| What the task asks |
Line by line, transcribe the data shown below.

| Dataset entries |
####################

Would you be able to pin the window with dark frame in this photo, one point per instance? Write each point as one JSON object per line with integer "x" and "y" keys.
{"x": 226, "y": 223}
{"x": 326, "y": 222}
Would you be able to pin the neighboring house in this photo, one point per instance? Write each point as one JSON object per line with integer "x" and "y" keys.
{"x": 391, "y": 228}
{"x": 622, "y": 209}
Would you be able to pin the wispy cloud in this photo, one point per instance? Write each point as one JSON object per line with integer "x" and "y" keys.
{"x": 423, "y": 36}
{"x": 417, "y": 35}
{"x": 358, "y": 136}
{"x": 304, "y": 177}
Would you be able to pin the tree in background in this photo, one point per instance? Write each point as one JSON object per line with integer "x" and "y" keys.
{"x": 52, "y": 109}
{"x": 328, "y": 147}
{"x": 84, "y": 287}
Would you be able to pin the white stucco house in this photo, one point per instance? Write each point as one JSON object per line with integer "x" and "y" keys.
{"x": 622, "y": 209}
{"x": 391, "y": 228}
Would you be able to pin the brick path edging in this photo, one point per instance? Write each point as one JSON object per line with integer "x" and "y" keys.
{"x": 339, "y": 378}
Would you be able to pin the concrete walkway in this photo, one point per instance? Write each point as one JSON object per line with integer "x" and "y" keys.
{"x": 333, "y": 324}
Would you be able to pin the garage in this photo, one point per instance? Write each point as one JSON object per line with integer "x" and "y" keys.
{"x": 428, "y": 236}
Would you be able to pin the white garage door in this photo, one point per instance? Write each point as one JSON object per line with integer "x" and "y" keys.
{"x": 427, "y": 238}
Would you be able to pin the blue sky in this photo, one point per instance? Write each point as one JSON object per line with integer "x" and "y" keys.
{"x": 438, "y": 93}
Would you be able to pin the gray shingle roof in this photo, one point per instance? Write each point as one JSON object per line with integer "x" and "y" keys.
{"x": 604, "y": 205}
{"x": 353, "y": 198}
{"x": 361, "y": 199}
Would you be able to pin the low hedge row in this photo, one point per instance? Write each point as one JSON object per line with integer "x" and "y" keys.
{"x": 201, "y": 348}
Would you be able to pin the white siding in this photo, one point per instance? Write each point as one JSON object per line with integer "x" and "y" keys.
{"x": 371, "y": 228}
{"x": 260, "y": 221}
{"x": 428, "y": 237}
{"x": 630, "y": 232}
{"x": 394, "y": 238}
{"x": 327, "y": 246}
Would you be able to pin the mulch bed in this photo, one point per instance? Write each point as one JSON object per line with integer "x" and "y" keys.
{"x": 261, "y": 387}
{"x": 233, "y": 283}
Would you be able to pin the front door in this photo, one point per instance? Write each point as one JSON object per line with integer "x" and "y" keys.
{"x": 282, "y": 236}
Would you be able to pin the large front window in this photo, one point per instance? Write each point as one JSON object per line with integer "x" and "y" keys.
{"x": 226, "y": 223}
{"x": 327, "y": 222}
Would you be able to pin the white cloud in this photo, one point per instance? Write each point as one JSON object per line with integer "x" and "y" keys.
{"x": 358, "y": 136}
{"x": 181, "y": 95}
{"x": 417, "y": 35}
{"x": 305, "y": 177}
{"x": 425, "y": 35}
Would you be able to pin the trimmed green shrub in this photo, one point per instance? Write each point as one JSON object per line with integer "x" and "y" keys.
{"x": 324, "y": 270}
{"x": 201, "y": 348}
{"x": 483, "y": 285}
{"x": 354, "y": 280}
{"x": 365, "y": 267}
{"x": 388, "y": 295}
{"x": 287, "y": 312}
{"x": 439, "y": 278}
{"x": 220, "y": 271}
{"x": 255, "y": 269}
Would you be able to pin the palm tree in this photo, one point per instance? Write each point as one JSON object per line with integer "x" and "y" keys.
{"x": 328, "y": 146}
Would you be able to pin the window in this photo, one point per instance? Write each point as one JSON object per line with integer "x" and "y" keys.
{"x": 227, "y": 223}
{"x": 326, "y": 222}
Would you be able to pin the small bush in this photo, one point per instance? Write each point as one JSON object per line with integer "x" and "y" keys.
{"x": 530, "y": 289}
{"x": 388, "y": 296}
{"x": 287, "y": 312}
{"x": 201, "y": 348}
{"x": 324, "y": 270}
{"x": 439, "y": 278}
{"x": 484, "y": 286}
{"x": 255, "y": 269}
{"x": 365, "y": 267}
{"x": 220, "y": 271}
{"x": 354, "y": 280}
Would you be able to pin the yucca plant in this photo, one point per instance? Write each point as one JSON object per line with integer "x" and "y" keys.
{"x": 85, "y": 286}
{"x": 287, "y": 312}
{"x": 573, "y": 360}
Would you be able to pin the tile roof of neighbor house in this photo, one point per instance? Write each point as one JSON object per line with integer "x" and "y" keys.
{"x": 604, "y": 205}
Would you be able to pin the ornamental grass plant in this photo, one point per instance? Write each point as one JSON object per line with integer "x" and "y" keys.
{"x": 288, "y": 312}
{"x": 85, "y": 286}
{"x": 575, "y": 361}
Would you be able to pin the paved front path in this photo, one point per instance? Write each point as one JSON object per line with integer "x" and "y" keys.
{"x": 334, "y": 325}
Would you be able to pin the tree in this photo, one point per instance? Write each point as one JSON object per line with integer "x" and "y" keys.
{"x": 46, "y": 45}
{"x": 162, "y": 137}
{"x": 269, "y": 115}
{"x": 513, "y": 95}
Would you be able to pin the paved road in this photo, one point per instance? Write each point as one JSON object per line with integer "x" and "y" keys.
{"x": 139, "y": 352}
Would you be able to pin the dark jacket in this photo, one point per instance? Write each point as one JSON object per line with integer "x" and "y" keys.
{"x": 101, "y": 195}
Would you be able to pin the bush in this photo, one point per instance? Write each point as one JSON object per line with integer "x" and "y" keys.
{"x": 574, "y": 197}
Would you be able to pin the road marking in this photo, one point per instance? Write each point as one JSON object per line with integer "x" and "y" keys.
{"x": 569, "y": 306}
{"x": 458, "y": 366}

####################

| Output |
Would you be able to pin the window with dark frame in this photo, one point per instance? Write each point as one JSON object per line with integer "x" and "y" keys.
{"x": 226, "y": 223}
{"x": 326, "y": 222}
Would you be able to pin the neighboring house in this photo, one point per instance? Write each point as one JSON object per line with integer "x" and "y" keys.
{"x": 391, "y": 228}
{"x": 622, "y": 209}
Would you be able to pin the wispy cloud in this photo, one point per instance? Write each point as one JSON object per line with integer "x" and "y" keys.
{"x": 423, "y": 36}
{"x": 417, "y": 35}
{"x": 358, "y": 136}
{"x": 304, "y": 177}
Would you be able to pin the tree in background in this photo, one point per instance? Write each point as one JSON object per line with integer "x" and "y" keys.
{"x": 52, "y": 109}
{"x": 328, "y": 147}
{"x": 84, "y": 287}
Would you be able to pin the white stucco house in this photo, one point per instance? Write each point as one JSON object per line with integer "x" and "y" keys.
{"x": 622, "y": 209}
{"x": 391, "y": 228}
Would you be able to pin the brick path edging in this photo, one point per instance? Write each point as one JSON object per line with integer "x" and "y" keys.
{"x": 339, "y": 378}
Would you be able to pin the concrete walkway in this photo, one point per instance? Write each point as one JSON object per line with integer "x" and "y" keys.
{"x": 333, "y": 324}
Would you be able to pin the garage in this photo, one point per instance? Write each point as one JSON object per line with integer "x" and "y" keys.
{"x": 428, "y": 236}
Would you be able to pin the white garage door in this photo, one point per instance? Write each point as one JSON object per line with integer "x" and "y" keys.
{"x": 427, "y": 238}
Would you be able to pin the blue sky in this photo, one point per instance? Write each point as one JSON object per line with integer "x" and "y" keys.
{"x": 438, "y": 93}
Would you be able to pin the gray shingle roof in this photo, one point per instance? Write each point as one JSON object per line with integer "x" and "y" keys.
{"x": 604, "y": 205}
{"x": 353, "y": 198}
{"x": 361, "y": 199}
Would you be able to pin the low hedge row in this photo, one point per instance? Write each point as one JSON object per line with integer "x" and "y" keys.
{"x": 201, "y": 348}
Would you be able to pin the white siding in this photo, one point per instance? Write each point as one JSON object per line with integer "x" and "y" keys.
{"x": 371, "y": 228}
{"x": 260, "y": 221}
{"x": 428, "y": 237}
{"x": 630, "y": 232}
{"x": 394, "y": 238}
{"x": 327, "y": 246}
Would you be able to pin the mulch bed in this photo, one point per instance? Write each point as one JSON object per line with integer "x" and "y" keys.
{"x": 261, "y": 387}
{"x": 233, "y": 283}
Would you be able to pin the front door in this photo, one point per instance? Write each point as one JSON object per line with integer "x" and "y" keys.
{"x": 282, "y": 236}
Would you be able to pin the large front window in this photo, one point per instance? Write each point as one JSON object per line with integer "x" and "y" keys.
{"x": 226, "y": 223}
{"x": 327, "y": 222}
Would you be able to pin the white cloud in this photo, one point per instance? Write each point as one JSON object per line with integer "x" and "y" keys.
{"x": 358, "y": 136}
{"x": 181, "y": 95}
{"x": 417, "y": 35}
{"x": 305, "y": 177}
{"x": 425, "y": 35}
Would you be able to pin the trimmed green shrub in this photo, one point per instance? Write each point as one JSON object per line with integer "x" and "y" keys.
{"x": 324, "y": 270}
{"x": 201, "y": 348}
{"x": 483, "y": 285}
{"x": 354, "y": 280}
{"x": 365, "y": 267}
{"x": 388, "y": 295}
{"x": 287, "y": 312}
{"x": 439, "y": 278}
{"x": 220, "y": 271}
{"x": 255, "y": 269}
Would you be able to pin the palm tree in this photo, one point per instance? Write each point as one JSON object per line with integer "x" and "y" keys.
{"x": 328, "y": 146}
Would you be able to pin the window in this photo, one point per instance? Write each point as one JSON object per line with integer "x" and "y" keys.
{"x": 227, "y": 223}
{"x": 326, "y": 222}
Would you be able to pin the small bush in this photo, one point per instance? Write each point as one JSON object per line with integer "x" and "y" keys.
{"x": 530, "y": 289}
{"x": 388, "y": 296}
{"x": 287, "y": 312}
{"x": 201, "y": 348}
{"x": 324, "y": 270}
{"x": 439, "y": 278}
{"x": 484, "y": 286}
{"x": 255, "y": 269}
{"x": 365, "y": 267}
{"x": 220, "y": 271}
{"x": 354, "y": 280}
Would you be able to pin the yucca plant in this photo, one point per instance? Write each point as one JSON object per line with integer "x" and "y" keys.
{"x": 85, "y": 286}
{"x": 287, "y": 312}
{"x": 573, "y": 360}
Would you be able to pin the tile roof of neighbor house in this photo, one point per instance? Write each point as one JSON object per line with integer "x" and "y" keys.
{"x": 604, "y": 205}
Would you be able to pin the ornamental grass plant in this photo, one point per instance? Write each point as one JSON object per line with integer "x" and "y" keys.
{"x": 288, "y": 312}
{"x": 85, "y": 286}
{"x": 575, "y": 361}
Would you be able to pin the paved front path in this photo, one point per instance? Write each point as one JSON object per line with integer "x" and "y" keys.
{"x": 334, "y": 325}
Would you be able to pin the tree in this photo, one point per instance? Write each point as one JSON object per line with integer "x" and "y" keys.
{"x": 46, "y": 45}
{"x": 162, "y": 137}
{"x": 269, "y": 115}
{"x": 513, "y": 95}
Would you be able to pin the paved road in this photo, one point per instance? Write each point as one JSON object per line with integer "x" and "y" keys.
{"x": 139, "y": 352}
Would you be able to pin the dark jacket in this photo, one point per instance? Write each point as one JSON object per line with integer "x" and "y" keys.
{"x": 101, "y": 195}
Would you be able to pin the bush in this photo, one point per instance? Write each point as one JSON object per line with integer "x" and "y" keys.
{"x": 574, "y": 197}
Would you be able to pin the road marking in this photo, one point per instance? Write each point as one JSON object per line with integer "x" and "y" keys.
{"x": 569, "y": 306}
{"x": 458, "y": 366}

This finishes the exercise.